** Begin Text segment **

= Standard hydrogen electrode =

Reference redox electrode used under standard conditions

In electrochemistry, the standard hydrogen electrode (abbreviated SHE), is a redox electrode which forms the basis of the thermodynamic scale of oxidation-reduction potentials. Its absolute electrode potential is estimated to be 4.44 ± 0.02 V at 25 °C, but to form a basis for comparison with all other electrochemical reactions, hydrogen's standard electrode potential (E°) is declared to be zero volts at any temperature. Potentials of all other electrodes are compared with that of the standard hydrogen electrode at the same temperature.

== Nernst equation for SHE ==

The hydrogen electrode is based on the redox half cell corresponding to the reduction of two hydrated protons, 2 H+(aq), into one gaseous hydrogen molecule, H2(g).

General equation for a reduction reaction:
 $\underset{\text{ox}}{\text{(oxidant)}} + z\ce{e- <=>}\ \underset{\text{red}}{\text{(reductant)}}$

The reaction quotient (Q_{r}) of the half-reaction is the ratio between the chemical activities (a) of the reduced form (the reductant, a_{red}) and the oxidized form (the oxidant, a_{ox}).

** End Text segment **
** Begin Supplied entries **

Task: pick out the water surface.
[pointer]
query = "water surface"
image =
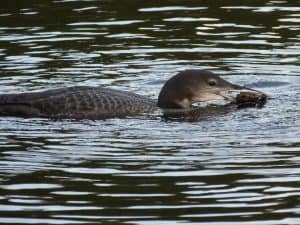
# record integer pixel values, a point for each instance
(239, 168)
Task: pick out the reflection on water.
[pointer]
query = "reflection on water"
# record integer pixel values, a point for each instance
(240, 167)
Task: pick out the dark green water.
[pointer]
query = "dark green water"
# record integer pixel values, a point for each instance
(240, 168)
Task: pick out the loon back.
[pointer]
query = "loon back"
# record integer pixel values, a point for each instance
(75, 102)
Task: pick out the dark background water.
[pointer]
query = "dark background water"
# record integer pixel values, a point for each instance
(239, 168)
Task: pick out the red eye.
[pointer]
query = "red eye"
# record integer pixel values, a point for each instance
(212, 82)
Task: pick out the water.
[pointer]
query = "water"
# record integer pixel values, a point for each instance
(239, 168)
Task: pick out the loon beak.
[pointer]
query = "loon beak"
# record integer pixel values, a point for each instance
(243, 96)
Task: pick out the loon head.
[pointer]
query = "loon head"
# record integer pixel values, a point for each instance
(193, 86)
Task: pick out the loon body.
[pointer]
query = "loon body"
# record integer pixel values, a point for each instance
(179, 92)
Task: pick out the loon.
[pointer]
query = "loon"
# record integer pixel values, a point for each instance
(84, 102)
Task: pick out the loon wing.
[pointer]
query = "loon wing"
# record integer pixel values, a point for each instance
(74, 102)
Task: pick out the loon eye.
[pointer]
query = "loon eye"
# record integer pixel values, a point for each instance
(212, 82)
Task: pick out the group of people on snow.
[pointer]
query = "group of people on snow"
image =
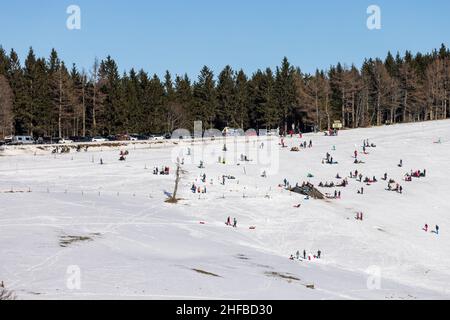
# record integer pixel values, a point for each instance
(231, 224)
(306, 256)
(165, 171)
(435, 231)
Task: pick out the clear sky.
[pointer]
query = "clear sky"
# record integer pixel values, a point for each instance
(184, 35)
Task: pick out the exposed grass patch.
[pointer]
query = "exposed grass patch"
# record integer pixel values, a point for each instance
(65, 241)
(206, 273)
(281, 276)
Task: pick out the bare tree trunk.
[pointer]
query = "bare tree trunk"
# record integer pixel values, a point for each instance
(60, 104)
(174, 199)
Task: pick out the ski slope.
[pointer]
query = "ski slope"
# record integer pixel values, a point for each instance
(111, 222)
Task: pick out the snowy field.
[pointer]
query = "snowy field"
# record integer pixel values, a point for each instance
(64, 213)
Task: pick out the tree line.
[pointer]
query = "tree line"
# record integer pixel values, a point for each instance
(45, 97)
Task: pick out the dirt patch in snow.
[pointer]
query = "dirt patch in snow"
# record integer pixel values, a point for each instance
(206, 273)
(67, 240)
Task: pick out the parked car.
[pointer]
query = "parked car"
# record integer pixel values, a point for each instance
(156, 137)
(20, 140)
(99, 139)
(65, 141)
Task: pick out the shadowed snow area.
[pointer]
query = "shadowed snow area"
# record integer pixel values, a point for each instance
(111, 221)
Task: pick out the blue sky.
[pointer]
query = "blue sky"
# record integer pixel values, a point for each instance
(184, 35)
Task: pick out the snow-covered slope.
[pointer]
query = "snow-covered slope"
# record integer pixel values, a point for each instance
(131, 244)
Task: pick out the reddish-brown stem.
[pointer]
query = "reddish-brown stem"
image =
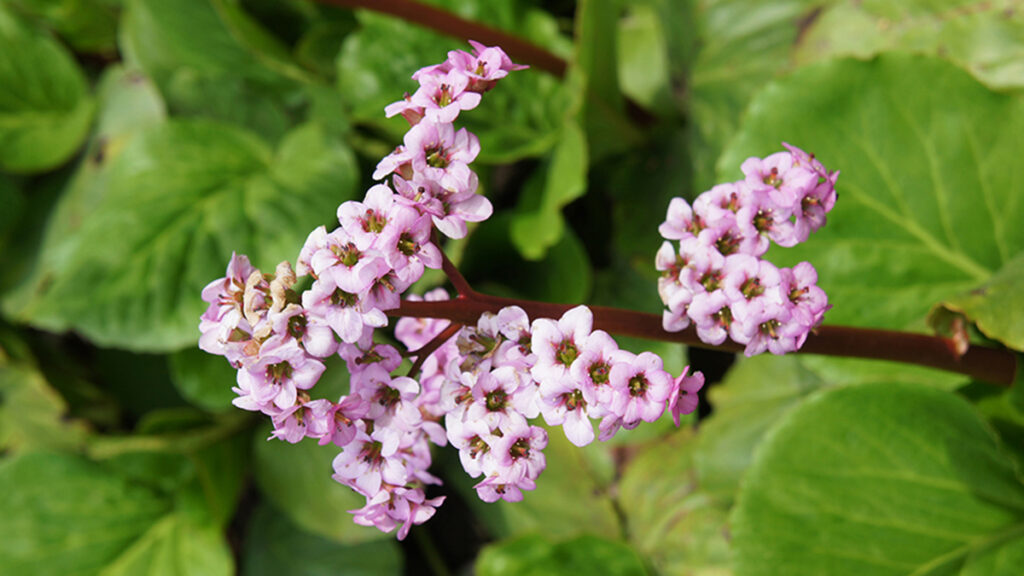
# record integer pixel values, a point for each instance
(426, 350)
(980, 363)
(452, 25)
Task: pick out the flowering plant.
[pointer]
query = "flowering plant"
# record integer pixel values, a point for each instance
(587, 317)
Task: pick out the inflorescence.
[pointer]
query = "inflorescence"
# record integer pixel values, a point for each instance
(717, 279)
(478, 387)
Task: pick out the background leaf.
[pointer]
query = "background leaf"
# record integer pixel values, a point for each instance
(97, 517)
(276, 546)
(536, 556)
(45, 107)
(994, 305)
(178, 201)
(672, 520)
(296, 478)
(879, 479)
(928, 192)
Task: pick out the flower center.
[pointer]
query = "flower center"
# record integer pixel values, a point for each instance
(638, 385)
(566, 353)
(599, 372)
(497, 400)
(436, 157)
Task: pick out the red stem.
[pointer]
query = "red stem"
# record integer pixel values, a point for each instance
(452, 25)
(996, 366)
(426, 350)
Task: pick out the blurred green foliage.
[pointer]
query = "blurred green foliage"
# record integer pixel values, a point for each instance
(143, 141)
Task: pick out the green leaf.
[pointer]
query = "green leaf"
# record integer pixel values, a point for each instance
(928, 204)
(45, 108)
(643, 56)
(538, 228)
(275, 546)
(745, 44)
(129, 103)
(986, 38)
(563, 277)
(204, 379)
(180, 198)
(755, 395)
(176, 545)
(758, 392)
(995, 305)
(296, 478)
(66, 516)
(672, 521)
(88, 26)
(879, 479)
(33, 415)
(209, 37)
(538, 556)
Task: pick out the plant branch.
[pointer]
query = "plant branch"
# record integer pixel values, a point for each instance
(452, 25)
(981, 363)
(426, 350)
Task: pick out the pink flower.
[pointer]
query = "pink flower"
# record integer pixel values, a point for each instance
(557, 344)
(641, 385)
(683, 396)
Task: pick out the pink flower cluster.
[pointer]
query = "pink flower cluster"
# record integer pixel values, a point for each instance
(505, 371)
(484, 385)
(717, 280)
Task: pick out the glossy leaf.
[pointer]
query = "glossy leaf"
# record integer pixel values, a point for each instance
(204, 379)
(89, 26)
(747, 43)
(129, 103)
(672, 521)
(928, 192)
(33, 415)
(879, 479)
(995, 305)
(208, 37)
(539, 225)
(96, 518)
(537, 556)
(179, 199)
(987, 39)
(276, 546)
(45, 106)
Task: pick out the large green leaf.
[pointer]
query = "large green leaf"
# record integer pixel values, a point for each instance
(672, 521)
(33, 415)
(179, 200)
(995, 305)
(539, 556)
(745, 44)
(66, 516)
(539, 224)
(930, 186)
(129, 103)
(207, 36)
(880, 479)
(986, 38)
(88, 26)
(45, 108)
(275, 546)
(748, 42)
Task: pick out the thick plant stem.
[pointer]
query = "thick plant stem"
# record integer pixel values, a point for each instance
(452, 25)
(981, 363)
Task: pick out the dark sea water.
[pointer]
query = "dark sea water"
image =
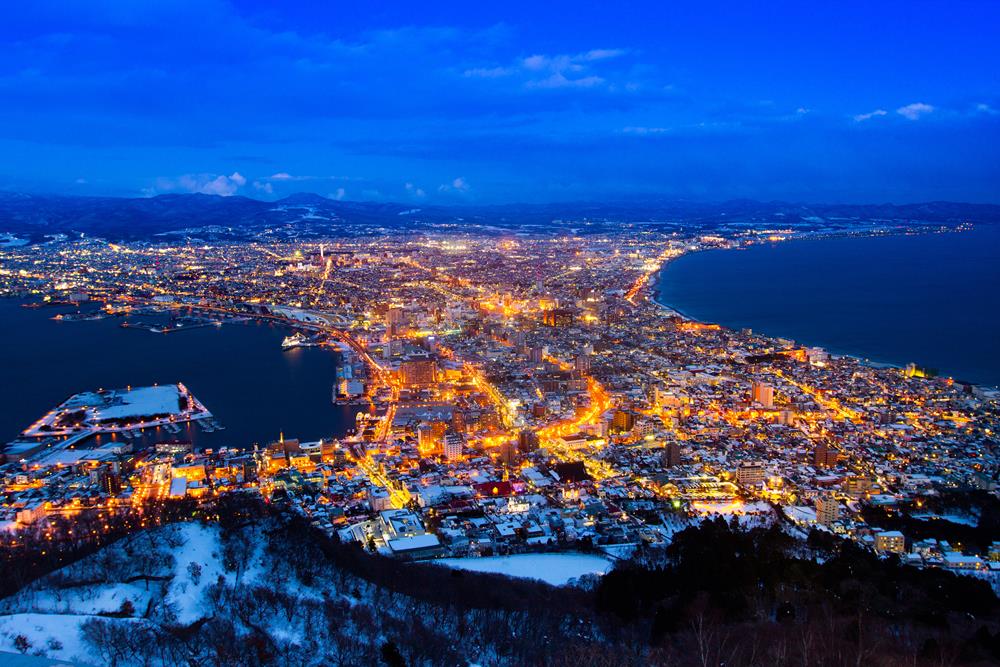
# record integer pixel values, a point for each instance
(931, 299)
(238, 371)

** End Supplied entries **
** Begin Supplied entries **

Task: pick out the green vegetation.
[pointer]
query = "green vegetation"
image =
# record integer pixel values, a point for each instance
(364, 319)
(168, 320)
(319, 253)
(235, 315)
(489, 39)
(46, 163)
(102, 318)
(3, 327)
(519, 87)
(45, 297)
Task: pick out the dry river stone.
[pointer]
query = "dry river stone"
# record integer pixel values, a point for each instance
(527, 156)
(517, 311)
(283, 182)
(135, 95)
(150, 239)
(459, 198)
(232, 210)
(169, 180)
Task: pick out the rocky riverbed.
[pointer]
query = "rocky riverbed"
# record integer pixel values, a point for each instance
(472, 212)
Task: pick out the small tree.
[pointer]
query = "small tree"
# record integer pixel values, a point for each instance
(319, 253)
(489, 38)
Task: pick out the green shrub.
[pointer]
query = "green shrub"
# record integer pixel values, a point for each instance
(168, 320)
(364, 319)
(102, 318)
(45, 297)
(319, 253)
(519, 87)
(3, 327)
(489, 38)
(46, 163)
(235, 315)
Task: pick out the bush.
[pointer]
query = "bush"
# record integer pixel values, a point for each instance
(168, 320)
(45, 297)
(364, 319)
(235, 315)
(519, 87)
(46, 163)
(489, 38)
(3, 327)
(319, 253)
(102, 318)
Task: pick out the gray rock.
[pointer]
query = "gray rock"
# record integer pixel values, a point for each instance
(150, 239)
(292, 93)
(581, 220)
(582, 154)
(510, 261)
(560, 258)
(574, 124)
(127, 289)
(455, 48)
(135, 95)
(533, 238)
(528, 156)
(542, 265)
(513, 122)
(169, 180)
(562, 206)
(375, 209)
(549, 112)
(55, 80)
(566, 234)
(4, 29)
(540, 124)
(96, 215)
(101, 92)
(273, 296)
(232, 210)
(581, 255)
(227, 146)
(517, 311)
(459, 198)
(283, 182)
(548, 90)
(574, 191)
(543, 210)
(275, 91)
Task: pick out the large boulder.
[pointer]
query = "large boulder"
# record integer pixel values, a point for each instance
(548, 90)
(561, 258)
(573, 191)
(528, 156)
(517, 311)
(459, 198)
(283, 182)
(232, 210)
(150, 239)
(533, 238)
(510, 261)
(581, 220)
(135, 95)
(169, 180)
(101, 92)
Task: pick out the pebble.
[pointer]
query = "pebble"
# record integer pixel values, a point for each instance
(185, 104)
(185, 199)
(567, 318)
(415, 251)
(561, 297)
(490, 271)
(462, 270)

** End Supplied entries **

## Directives
**A.** In the text on the standard hydrogen electrode, what is the estimated absolute electrode potential at 25 °C?
**B.** Do these statements agree with the text on the standard hydrogen electrode? Answer yes or no for each, and quote the deciding words of the text. (i) Hydrogen's standard electrode potential is declared to be zero volts only at 25 °C. (ii) The hydrogen electrode is based on reducing two hydrated protons into one gaseous hydrogen molecule. (iii) The reaction quotient is a ratio between the chemical activities of the reduced form and the oxidized form.
**C.** Could you extend the text on the standard hydrogen electrode from where it stops?

## Answers to the exercise
**A.** 4.44 ± 0.02 V

**B.**
(i) No: "is declared to be zero volts at any temperature"
(ii) Yes: "the reduction of two hydrated protons, 2 H+(aq), into one gaseous hydrogen molecule, H2(g)"
(iii) Yes: "the ratio between the chemical activities (a) of the reduced form (the reductant, a_{red}) and the oxidized form (the oxidant, a_{ox})"

**C.**
 $Q_r = \frac{a_\text{red}}{a_\text{ox}}$

Considering the 2 H+ / H2 redox couple:

 2H_{(aq)}+ + 2e- <=> H2_{(g)}

at chemical equilibrium, the ratio Q_{r} of the reaction products by the reagents is equal to the equilibrium constant K of the half-reaction:

 $K = \frac{a_\text{red}}{a_\text{ox}} = \frac{a_\mathrm{H_2}}{a_\mathrm{H^+}^2} = \frac{p_\mathrm{H_2}/p^0}{a_\mathrm{H^+}^2} = \frac{x_\mathrm{H_2}p/p^0}{a_\mathrm{H^+}^2}$

where
- $a_\text{red}$ and $a_\text{ox}$ correspond to the chemical activities of the reduced and oxidized species involved in the redox reaction
- $a_\mathrm{H^+}$ represents the activity of H^{+}.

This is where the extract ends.